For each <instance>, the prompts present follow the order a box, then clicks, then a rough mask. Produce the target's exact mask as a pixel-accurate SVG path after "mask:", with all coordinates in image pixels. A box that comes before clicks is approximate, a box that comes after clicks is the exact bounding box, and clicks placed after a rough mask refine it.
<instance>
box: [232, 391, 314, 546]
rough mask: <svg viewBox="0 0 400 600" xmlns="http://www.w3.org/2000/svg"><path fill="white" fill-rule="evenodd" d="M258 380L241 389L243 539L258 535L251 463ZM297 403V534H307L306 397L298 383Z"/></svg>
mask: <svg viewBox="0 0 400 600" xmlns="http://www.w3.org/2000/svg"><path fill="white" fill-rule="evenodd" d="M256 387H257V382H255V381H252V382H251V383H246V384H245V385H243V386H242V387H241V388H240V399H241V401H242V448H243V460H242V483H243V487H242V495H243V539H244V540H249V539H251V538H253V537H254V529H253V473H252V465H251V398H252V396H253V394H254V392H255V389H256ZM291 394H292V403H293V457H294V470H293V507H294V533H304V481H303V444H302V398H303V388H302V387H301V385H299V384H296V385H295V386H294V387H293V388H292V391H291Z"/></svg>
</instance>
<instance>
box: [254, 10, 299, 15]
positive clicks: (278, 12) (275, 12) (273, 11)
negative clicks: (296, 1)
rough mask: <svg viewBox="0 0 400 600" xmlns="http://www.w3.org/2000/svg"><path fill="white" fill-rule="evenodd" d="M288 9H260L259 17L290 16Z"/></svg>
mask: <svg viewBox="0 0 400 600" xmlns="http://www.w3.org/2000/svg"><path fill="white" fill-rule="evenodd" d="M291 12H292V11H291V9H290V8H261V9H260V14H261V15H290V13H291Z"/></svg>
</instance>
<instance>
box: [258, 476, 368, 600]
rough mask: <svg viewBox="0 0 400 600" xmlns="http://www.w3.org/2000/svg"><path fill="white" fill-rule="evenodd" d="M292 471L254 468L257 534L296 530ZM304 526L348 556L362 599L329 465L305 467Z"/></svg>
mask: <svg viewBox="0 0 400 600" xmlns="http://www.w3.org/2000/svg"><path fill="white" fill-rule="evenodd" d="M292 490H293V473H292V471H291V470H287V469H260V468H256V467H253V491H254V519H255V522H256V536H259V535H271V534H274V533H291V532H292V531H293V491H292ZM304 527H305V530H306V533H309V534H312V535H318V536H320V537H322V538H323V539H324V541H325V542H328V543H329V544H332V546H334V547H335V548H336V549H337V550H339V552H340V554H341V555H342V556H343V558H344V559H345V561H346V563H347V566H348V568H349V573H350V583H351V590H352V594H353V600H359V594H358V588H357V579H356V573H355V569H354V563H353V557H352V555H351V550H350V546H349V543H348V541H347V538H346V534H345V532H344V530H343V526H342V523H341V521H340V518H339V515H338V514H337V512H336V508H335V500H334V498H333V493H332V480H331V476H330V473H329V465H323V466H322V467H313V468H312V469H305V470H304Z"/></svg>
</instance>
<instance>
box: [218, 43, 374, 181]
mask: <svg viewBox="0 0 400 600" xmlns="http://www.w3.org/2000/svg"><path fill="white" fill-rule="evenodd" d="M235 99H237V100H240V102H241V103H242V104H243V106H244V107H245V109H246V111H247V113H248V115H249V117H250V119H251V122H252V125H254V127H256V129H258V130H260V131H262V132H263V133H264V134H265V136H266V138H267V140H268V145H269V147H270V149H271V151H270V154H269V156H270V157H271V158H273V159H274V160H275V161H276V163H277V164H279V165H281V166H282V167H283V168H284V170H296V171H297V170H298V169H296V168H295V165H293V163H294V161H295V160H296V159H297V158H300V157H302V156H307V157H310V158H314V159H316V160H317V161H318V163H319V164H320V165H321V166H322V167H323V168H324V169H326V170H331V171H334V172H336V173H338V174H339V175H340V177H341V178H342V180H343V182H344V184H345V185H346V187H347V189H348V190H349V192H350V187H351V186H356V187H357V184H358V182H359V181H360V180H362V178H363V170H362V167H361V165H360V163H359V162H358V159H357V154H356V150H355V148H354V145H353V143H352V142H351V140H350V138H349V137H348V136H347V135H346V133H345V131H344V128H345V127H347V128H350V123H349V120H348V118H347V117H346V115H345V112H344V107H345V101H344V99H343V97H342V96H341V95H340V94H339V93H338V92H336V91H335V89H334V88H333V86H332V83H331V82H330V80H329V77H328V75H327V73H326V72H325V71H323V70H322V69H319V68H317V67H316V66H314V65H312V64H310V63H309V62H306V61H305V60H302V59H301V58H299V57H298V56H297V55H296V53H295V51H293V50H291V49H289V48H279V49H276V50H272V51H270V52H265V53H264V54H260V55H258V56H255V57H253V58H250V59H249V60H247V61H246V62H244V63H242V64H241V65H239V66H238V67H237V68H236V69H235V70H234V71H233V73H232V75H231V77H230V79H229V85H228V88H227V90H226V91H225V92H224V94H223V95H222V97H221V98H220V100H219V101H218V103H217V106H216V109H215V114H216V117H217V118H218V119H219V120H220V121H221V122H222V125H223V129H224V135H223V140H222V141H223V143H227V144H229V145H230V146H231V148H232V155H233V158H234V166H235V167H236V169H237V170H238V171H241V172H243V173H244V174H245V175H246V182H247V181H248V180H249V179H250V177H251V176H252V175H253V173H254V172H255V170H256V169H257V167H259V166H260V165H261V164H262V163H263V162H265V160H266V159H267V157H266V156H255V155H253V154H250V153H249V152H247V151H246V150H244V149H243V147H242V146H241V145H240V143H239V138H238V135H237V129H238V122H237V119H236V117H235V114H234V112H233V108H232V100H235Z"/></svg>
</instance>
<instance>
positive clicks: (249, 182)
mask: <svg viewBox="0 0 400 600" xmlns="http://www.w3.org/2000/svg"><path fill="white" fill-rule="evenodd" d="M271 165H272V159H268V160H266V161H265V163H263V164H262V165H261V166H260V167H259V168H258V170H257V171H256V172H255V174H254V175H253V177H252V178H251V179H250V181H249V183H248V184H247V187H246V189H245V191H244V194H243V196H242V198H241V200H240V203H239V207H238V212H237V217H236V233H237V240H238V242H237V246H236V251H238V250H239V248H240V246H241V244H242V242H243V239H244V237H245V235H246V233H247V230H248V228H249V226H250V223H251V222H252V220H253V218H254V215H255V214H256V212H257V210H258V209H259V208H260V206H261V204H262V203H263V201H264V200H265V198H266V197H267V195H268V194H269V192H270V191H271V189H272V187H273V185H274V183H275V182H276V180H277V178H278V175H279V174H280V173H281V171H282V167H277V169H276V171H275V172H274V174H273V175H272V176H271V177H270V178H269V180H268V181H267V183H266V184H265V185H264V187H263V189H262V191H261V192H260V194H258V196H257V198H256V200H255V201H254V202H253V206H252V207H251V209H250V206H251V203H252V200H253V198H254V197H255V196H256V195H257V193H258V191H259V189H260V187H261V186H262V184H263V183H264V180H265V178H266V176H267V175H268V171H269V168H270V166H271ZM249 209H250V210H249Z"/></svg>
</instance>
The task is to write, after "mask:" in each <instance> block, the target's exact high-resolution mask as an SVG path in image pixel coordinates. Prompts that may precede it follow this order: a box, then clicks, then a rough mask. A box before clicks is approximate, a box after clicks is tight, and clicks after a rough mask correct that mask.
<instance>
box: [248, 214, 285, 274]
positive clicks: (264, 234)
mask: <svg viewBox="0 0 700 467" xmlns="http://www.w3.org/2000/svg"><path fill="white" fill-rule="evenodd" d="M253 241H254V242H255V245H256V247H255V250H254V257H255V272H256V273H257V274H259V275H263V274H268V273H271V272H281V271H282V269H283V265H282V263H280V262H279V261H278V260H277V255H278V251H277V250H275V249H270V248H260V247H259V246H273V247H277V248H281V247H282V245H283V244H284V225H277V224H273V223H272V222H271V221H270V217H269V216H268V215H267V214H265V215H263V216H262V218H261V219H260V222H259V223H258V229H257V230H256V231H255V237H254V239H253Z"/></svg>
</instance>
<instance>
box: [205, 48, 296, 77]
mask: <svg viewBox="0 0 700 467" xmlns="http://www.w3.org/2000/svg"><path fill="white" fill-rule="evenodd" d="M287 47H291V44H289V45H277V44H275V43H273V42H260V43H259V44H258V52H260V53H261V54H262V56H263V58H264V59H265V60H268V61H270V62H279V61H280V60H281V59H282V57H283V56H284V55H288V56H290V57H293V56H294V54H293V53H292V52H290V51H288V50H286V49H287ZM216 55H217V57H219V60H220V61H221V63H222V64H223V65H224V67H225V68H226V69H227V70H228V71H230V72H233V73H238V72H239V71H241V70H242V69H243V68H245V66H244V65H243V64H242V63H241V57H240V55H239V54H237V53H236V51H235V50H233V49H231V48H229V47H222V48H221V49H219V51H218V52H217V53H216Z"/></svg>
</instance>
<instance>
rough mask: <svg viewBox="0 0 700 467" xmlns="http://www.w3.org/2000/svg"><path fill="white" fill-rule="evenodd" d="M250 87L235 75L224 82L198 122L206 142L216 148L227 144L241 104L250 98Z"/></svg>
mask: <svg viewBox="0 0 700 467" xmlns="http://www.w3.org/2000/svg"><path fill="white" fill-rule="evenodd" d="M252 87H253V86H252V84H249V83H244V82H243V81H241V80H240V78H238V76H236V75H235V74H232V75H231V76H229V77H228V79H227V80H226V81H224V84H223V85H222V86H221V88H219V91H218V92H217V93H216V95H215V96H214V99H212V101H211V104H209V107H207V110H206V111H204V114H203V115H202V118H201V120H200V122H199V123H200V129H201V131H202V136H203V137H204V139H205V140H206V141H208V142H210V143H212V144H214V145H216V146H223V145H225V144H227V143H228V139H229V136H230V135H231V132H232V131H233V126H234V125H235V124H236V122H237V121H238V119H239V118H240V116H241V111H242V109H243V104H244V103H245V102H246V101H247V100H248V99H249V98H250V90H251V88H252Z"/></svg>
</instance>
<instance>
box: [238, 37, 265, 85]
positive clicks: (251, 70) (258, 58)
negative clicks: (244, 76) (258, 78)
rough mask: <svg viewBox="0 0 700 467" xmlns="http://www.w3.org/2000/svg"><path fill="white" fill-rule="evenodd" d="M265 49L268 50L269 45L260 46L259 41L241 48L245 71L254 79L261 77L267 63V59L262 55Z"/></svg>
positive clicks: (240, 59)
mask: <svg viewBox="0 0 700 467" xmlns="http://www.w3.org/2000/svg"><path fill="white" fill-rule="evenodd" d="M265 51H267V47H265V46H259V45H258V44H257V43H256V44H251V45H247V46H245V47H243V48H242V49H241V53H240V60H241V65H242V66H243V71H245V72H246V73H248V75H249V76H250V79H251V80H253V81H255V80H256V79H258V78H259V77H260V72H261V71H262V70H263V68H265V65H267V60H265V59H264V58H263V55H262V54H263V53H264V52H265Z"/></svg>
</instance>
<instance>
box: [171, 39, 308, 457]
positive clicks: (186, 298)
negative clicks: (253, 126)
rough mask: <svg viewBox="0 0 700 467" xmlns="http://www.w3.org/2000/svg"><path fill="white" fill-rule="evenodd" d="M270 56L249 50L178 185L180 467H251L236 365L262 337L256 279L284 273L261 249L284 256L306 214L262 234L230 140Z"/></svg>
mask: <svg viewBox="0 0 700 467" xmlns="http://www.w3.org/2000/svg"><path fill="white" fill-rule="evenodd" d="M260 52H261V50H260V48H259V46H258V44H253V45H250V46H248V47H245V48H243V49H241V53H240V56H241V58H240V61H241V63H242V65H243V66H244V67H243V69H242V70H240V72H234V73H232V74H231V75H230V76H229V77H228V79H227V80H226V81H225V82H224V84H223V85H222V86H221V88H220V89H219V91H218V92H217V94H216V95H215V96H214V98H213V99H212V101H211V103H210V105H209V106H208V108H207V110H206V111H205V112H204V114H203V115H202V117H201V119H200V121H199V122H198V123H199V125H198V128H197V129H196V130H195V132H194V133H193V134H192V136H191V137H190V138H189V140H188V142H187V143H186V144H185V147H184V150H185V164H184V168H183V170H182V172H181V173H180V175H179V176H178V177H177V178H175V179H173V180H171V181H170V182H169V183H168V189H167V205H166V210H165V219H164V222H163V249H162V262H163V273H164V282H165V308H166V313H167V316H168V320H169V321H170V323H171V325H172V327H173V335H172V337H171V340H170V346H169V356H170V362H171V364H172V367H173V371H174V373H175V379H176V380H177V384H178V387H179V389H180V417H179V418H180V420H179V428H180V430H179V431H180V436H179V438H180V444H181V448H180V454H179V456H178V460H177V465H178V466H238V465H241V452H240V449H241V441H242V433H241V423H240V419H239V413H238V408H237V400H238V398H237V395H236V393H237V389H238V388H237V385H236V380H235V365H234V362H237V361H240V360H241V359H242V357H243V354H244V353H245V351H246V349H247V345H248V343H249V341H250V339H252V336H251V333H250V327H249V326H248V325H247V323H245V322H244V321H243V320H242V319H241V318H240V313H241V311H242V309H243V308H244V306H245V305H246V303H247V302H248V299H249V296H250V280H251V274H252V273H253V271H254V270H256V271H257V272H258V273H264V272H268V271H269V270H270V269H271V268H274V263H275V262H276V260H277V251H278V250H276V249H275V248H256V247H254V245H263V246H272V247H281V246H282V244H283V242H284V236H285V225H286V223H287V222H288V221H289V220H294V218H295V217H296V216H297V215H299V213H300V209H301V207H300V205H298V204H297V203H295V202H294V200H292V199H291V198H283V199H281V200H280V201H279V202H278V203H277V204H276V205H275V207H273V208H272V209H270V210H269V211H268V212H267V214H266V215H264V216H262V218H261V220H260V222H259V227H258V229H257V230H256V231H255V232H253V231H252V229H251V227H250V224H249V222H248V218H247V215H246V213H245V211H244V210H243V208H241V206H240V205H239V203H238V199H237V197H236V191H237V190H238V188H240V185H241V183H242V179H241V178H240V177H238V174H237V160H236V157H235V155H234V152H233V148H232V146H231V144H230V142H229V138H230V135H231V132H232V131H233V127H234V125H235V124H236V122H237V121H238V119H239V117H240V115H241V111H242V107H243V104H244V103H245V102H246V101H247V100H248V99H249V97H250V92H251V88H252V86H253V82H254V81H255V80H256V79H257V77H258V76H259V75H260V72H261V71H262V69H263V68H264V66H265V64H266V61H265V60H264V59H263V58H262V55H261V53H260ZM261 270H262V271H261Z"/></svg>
━━━━━━
▸ **EXERCISE INSTRUCTIONS**: If a line contains the word "negative", it counts; say how many such lines there are in the data above, and nothing else.

▸ **SOLUTION TO THE PROBLEM**: 3